-- BEGIN --

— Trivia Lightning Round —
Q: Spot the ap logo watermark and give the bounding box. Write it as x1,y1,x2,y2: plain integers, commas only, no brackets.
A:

-- END --
-- BEGIN --

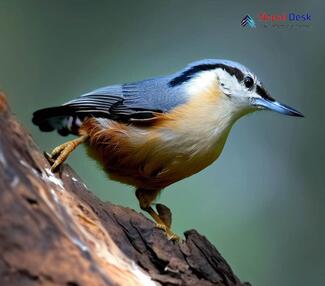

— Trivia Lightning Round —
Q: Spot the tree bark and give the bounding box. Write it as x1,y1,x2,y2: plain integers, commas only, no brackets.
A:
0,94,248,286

-- END --

Goal of the exercise: Tally the lines of the material above that contain the string "brackets", with uppercase and lowercase letters counted as different. Give only the number.

Solution: 2